## Reading passage

The present invention will be described below with reference to examples, but the present invention is not limited to the scope of the examples. Various physical properties in the examples were measured by the following methods.
The double bond positions of a starting olefin were measured by gas chromatography (hereinafter abbreviated as GC). Specifically, dimethyl disulfide was allowed to react with the starting olefin to produce a dithio-derivative, and then the components were separated by GC. Then, the positions of double bonds of the starting olefin were determined based on the peak areas of the components.
The apparatus and analytical conditions used in the measurement are as follows.
For a sodium internal olefin sulfonate having a sulfonate group bonded thereto, the content of each sodium internal olefin sulfonate corresponding to the sulfonate group bonding position thereof was measured by a high speed liquid chromatography/mass spectrometer (HPLC-MS). Specifically, hydroxy forms having a sulfonate group bonded thereto were separated by high speed liquid chromatography (HPLC) and each component was identified with a mass spectrometer (MS). Then, the content of each component was determined from the HPLC-MS peak area.
The apparatuses and conditions used for the measurement are as follows.
The mass ratio of hydroxy form/olefin form of a sodium internal olefin sulfonate was measured by HPLC-MS. Specifically, the hydroxy form and the olefin form were separated by HPLC, and were identified by subjecting each form to MS. Then, the ratio of the forms was determined from the HPLC-MS peak areas.
Apparatuses and conditions used in the measurement are as follows.
The content of the unreacted starting olefin in a sodium internal olefin sulfonate was measured by GC. Specifically, ethanol and petroleum ether were added to an aqueous sodium internal olefin sulfonate solution to perform extraction, thereby obtaining the olefin in the petroleum ether phase. Then, the quantity of the starting olefin was determined from the GC peak area.
Apparatuses and analytical conditions used in the measurement are as follows.
The content of an inorganic compound was measured by potentiometric titration or neutralization titration. Specifically, the content of Na2SO4 was determined by measuring sulfate radicals (SO42−) by potentiometric titration. The content of NaOH was determined by neutralization titration with dilute hydrochloric acid.
Into a flask equipped with a stirrer, 7000 g (28.9 mol) of 1-hexadecanol (product name: KALCOL 6098, manufactured by KAO CORPORATION), 350 g (5% by mass relative to the raw material alcohol) of γ-alumina (manufactured by STREM Chemicals, Inc) as a solid acid catalyst were put, and were reacted with stirring under nitrogen flowing (7000 mL/min) in the system at 280° C. for 8 hours. The alcohol conversion after completion of the reaction was 100%.
The resulting crude alkene olefin was transferred to a flask for dilution, and was diluted at 136 to 160° C./4.0 mmHg to obtain a starting olefin 1 having 16 carbon atoms with an olefin purity of 100%. The double bond distribution of the resulting starting olefin 1 was as follows. C-position 1:1.8% by mass, C-position 2:21.8% by mass, C-position 3:18.7% by mass, C-position 4:18.6% by mass, C-position 5:14.3% by mass, C-position 6:11.4% by mass, C-position 7:6.8% by mass, C-position 8:6.8% by mass (the sum of C-position 7 and C-position 8:13.6% by mass). The average double bond position was 4.17).

## Dataset excerpt

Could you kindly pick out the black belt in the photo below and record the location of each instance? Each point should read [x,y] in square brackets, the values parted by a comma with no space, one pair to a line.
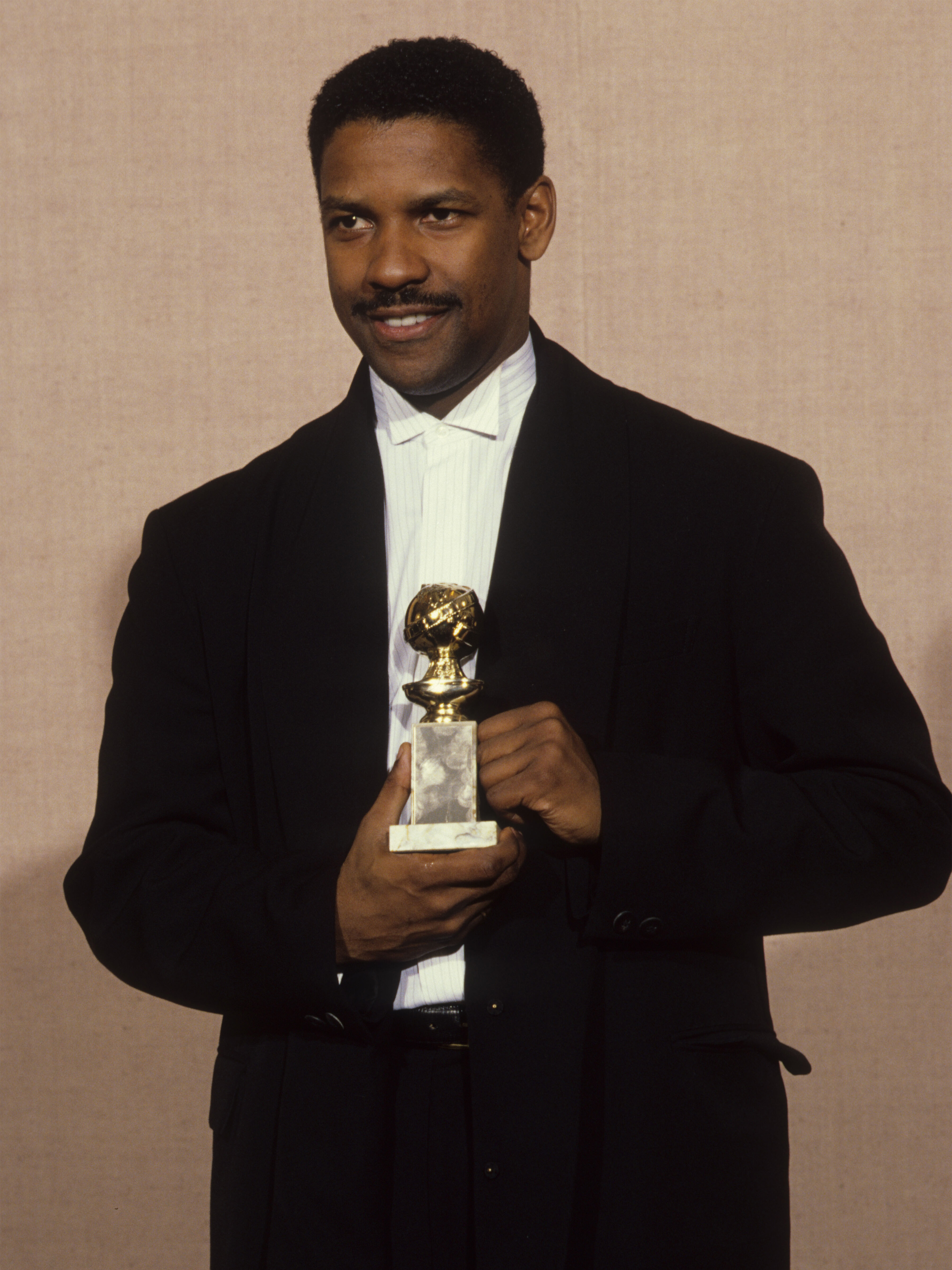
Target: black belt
[442,1027]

## Given task
List each property that the olefin passage says was measured, along with the method used to measure it. The lines after the olefin passage are separate material and have no connection to it.

## Correct output
- Double bond positions of the starting olefin: gas chromatography (GC)
- Content of each sodium internal olefin sulfonate by sulfonate group bonding position: high speed liquid chromatography/mass spectrometer (HPLC-MS)
- Mass ratio of hydroxy form/olefin form of a sodium internal olefin sulfonate: HPLC-MS
- Content of unreacted starting olefin in a sodium internal olefin sulfonate: GC
- Content of an inorganic compound: potentiometric titration or neutralization titration